Work instruction
Whatever the records say, give every one of them again exactly.

Records from a data source
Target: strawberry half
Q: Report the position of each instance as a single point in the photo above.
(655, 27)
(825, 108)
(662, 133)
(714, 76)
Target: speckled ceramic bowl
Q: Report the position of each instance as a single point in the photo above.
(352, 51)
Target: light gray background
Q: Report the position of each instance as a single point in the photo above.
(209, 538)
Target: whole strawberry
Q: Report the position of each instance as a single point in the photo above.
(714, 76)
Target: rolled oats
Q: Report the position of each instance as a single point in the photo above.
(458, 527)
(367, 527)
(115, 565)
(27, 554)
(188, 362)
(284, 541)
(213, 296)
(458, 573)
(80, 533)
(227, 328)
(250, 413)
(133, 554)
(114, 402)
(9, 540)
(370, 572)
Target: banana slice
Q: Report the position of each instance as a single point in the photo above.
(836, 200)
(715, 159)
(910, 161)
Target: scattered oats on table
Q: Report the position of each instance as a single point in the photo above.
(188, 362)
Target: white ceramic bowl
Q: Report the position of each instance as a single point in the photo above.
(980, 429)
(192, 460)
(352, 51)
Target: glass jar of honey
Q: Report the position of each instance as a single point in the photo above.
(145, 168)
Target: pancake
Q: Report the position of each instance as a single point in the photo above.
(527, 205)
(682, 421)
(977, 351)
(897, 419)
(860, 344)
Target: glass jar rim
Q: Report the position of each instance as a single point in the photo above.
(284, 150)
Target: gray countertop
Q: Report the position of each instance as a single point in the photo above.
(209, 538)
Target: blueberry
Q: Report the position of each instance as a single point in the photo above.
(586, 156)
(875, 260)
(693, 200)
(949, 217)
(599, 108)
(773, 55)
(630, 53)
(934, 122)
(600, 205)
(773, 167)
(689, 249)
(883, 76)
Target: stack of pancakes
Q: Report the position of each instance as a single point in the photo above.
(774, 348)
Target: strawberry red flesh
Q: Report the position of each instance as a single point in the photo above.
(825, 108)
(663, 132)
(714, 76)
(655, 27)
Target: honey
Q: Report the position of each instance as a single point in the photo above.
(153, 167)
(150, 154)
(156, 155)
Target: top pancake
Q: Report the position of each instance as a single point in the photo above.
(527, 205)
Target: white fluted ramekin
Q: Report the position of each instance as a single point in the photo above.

Answer
Target: strawberry half
Q: Report the position of each instance as a single point in the photo above.
(655, 27)
(825, 108)
(662, 133)
(714, 76)
Target: speckled ceramic bowl
Q: Report the position of each instance as a single point in the photo above.
(352, 51)
Target: light gray background
Q: Report the position of each instance as a single point in the photo above.
(209, 538)
Target: whole strawberry
Q: Report the position of each instance as a single point in the photo above.
(714, 76)
Target: rolled oats
Q: Report the position of each instance as a single point in the photo above.
(458, 527)
(367, 527)
(115, 565)
(27, 554)
(188, 362)
(284, 541)
(213, 296)
(458, 573)
(80, 533)
(227, 328)
(250, 413)
(133, 554)
(114, 402)
(9, 540)
(370, 572)
Target: banana slice
Q: Report the position of each instance as a single point in the photo above.
(836, 200)
(715, 159)
(910, 161)
Target: scattered oats on table
Q: Report the position of each instance as a single point in the photo above.
(188, 362)
Target: white ceramic bowl
Q: Report the position of each instance as a single point in the photo above.
(980, 429)
(192, 460)
(352, 51)
Target: glass jar of honey
Q: Report the position of each instance as a single point in the photo above.
(145, 168)
Target: pancake
Q: Report the position of each instance as a single point in the photo above.
(527, 205)
(682, 421)
(977, 351)
(897, 419)
(860, 344)
Target: glass jar rim
Q: Report the position of each instance as a single point in the photo above.
(284, 150)
Target: gray countertop
Q: Report the position of each instance as a single point in the photo above.
(209, 538)
Target: blueberry
Q: Report the position of each instance as a single point in the photo above.
(586, 156)
(875, 260)
(693, 200)
(949, 217)
(599, 108)
(773, 55)
(630, 53)
(934, 122)
(600, 205)
(773, 167)
(689, 249)
(883, 76)
Target: stack of pancakes
Q: Report the position of each instance as a single point in the photo above.
(774, 348)
Target: strawberry red flesh
Q: Report the position of each instance as a single point in the photo above.
(825, 108)
(663, 132)
(714, 76)
(655, 27)
Target: honey
Q: Report the position of each instance as a single point in the photo above.
(153, 167)
(150, 154)
(156, 155)
Target: top pancake
Q: Report the position of each instance as a single point in the photo above.
(527, 205)
Target: white fluted ramekin
Q: Report the position of each instance as a single point in the photo above.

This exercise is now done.